■ What to produce: Extract the complete listing and repeat it word for word.
------------------------------------------------------------
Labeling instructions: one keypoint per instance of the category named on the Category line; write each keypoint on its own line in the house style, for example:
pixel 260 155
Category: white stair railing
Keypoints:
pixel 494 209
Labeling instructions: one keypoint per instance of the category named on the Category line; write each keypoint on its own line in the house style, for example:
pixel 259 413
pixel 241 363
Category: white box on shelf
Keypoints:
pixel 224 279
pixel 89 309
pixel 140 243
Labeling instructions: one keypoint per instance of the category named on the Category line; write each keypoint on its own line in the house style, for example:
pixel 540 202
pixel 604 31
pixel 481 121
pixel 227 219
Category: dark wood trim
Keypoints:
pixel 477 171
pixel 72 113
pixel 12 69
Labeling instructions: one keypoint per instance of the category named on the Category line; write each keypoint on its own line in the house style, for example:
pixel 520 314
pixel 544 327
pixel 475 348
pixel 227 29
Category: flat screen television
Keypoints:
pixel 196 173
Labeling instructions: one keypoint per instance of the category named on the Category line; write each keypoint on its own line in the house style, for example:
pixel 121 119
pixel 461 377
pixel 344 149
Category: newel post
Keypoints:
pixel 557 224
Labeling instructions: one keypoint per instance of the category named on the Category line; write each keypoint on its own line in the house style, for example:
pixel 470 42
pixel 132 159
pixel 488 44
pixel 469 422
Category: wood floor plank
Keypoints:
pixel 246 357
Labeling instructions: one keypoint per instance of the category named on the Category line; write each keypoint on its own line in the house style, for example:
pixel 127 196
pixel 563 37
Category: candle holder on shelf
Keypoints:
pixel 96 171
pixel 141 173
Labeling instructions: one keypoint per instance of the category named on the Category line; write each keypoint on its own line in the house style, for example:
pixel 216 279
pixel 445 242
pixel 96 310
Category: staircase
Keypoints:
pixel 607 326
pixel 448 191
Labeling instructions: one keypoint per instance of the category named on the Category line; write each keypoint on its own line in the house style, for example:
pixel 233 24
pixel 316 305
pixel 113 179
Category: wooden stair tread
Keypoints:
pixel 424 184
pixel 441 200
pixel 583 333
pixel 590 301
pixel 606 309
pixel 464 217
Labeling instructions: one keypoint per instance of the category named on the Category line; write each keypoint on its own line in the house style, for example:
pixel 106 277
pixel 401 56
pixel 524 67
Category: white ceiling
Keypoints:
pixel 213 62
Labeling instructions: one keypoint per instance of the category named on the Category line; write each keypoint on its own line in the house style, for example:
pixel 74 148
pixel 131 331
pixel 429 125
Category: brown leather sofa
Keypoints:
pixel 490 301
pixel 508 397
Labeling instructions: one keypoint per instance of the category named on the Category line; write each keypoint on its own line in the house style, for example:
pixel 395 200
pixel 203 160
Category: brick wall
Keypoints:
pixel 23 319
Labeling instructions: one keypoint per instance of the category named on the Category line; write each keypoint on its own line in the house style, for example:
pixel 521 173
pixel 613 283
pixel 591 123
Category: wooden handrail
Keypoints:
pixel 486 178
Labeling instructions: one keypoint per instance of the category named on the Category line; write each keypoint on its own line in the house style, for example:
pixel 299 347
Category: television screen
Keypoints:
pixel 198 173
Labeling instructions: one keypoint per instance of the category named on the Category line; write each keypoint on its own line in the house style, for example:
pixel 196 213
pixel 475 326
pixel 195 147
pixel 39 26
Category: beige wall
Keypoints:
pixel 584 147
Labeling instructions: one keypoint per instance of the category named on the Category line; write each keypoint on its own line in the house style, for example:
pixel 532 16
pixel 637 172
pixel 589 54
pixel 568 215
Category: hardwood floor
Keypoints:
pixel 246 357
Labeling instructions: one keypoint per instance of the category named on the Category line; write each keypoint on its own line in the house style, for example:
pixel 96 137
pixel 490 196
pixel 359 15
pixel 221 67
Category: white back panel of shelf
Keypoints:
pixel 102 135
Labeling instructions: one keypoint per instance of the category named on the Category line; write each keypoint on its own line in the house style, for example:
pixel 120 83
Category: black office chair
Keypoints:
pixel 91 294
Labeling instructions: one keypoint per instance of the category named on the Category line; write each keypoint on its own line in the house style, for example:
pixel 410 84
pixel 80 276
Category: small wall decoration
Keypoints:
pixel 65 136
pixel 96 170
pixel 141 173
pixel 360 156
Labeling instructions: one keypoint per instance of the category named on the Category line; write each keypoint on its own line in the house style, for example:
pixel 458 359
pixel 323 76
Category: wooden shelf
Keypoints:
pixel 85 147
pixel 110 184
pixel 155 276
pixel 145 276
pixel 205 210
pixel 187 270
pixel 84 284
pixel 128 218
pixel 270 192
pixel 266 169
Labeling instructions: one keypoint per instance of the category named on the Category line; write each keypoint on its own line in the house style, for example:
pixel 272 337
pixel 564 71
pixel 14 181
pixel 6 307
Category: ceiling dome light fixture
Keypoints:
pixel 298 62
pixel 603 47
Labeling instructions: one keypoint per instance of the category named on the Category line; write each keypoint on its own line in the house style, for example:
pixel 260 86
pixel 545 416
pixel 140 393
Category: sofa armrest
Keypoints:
------------------------------------------------------------
■ Worked solution:
Labeling instructions: one keypoint per instance of the category named on the Category line; write each keypoint on its own line in the house style, for example:
pixel 260 155
Category: white stair railing
Keypoints:
pixel 494 209
Labeling instructions: one keypoint per instance of the category named on the Category line; write each keypoint on its own line in the house style, for example:
pixel 259 413
pixel 241 363
Category: white box on shelf
Keypoints:
pixel 224 279
pixel 89 309
pixel 140 243
Labeling instructions: one keypoint per instance of the category named on the Category line; write each keypoint on its own line in the house style, for example:
pixel 540 202
pixel 604 31
pixel 481 121
pixel 227 219
Category: dark wood trim
Keypoints:
pixel 477 171
pixel 72 113
pixel 12 69
Labeling instructions: one keypoint per instance of the category named on the Category line; write each keypoint on its own line in the house style, for example:
pixel 520 314
pixel 544 327
pixel 475 348
pixel 227 29
Category: flat screen television
Keypoints:
pixel 196 173
Labeling instructions: one keypoint per instance of the category named on the Category line; write each keypoint on its own line in the house style, for example:
pixel 121 119
pixel 461 377
pixel 344 149
Category: newel post
Keypoints:
pixel 557 224
Labeling instructions: one keypoint per instance of the category named on the Category line; write each keypoint on its own line in the house style, for example:
pixel 470 42
pixel 132 159
pixel 488 44
pixel 469 422
Category: wood floor plank
Keypoints:
pixel 246 357
Labeling instructions: one keypoint per instance of the category named on the Category line; write each keypoint on its own line in the house style, for example:
pixel 127 196
pixel 563 37
Category: candle holder on shelf
Keypoints:
pixel 96 171
pixel 141 173
Labeling instructions: one keypoint per instance of the category named on the Category line; write each keypoint on its own line in the house style, for example:
pixel 216 279
pixel 445 242
pixel 96 310
Category: staircase
Keypoints:
pixel 607 326
pixel 448 191
Labeling instructions: one keypoint per instance of the category named on the Category line; write each keypoint on its own line in the house style, for example:
pixel 233 24
pixel 316 305
pixel 113 179
Category: wooden stair tread
Keypoints:
pixel 424 184
pixel 441 200
pixel 583 333
pixel 590 301
pixel 606 309
pixel 464 217
Labeling instructions: one keypoint per instance of the category named on the Category line; write each keypoint on its own line in the house style, for example:
pixel 106 277
pixel 401 56
pixel 524 67
Category: white ceiling
Keypoints:
pixel 213 62
Labeling instructions: one keypoint per instance of the category named on the Category line; write each keypoint on its own line in the house style, for example:
pixel 74 148
pixel 131 331
pixel 429 125
Category: brown leather sofa
Keypoints:
pixel 490 301
pixel 508 397
Labeling instructions: one keypoint per instance of the category named on the Category line; write each keypoint on its own line in the house style, for example:
pixel 395 200
pixel 203 160
Category: brick wall
Keypoints:
pixel 23 319
Labeling instructions: one keypoint per instance of the category named on the Category line; write each keypoint on its own line in the house style, for example:
pixel 521 173
pixel 613 283
pixel 591 123
Category: wooden handrail
Keypoints:
pixel 486 178
Labeling instructions: one keypoint per instance of the category named on the Category line; write each keypoint on its own line in the house style, for example:
pixel 299 347
Category: television screen
Keypoints:
pixel 198 173
Labeling instructions: one keypoint per instance of the category named on the Category line; write each keypoint on its own line in the house style, for example:
pixel 196 213
pixel 475 326
pixel 195 147
pixel 39 26
Category: beige wall
Keypoints:
pixel 584 147
Labeling instructions: one keypoint per instance of the category named on the Category line; write each keypoint on its own line in the house style, for example:
pixel 532 16
pixel 637 172
pixel 589 54
pixel 568 215
Category: hardwood floor
Keypoints:
pixel 246 357
Labeling instructions: one keypoint per instance of the category named on the Category line; write each keypoint on its own line in the house style, for example:
pixel 96 137
pixel 490 196
pixel 359 15
pixel 221 67
Category: white back panel of shelf
Keypoints:
pixel 102 135
Labeling instructions: one keypoint per instance of the category named on the Category line; write each keypoint on its own line in the house style, for example:
pixel 120 83
Category: black office chair
Keypoints:
pixel 91 294
Labeling instructions: one keypoint per instance of the category named on the Category line; write each keypoint on its own line in the house style, for example:
pixel 410 84
pixel 80 276
Category: small wall decoration
Keypoints:
pixel 65 136
pixel 96 170
pixel 141 173
pixel 360 156
Labeling instructions: one keypoint per instance of the category named on the Category line; write each keypoint on its own line in the house style, for example:
pixel 458 359
pixel 323 76
Category: wooden shelf
Keypoints:
pixel 85 147
pixel 110 184
pixel 155 276
pixel 145 276
pixel 205 210
pixel 187 270
pixel 84 284
pixel 128 218
pixel 270 192
pixel 266 169
Labeling instructions: one keypoint per instance of the category named on the Category line; write each keypoint on its own line in the house style, for example:
pixel 272 337
pixel 564 71
pixel 14 181
pixel 6 307
Category: ceiling dome light fixture
Keypoints:
pixel 298 62
pixel 603 47
Labeling instructions: one keypoint per instance of the category named on the Category line; write each keypoint on its own line in the house style, for example:
pixel 260 86
pixel 545 416
pixel 140 393
Category: sofa armrest
Keypoints:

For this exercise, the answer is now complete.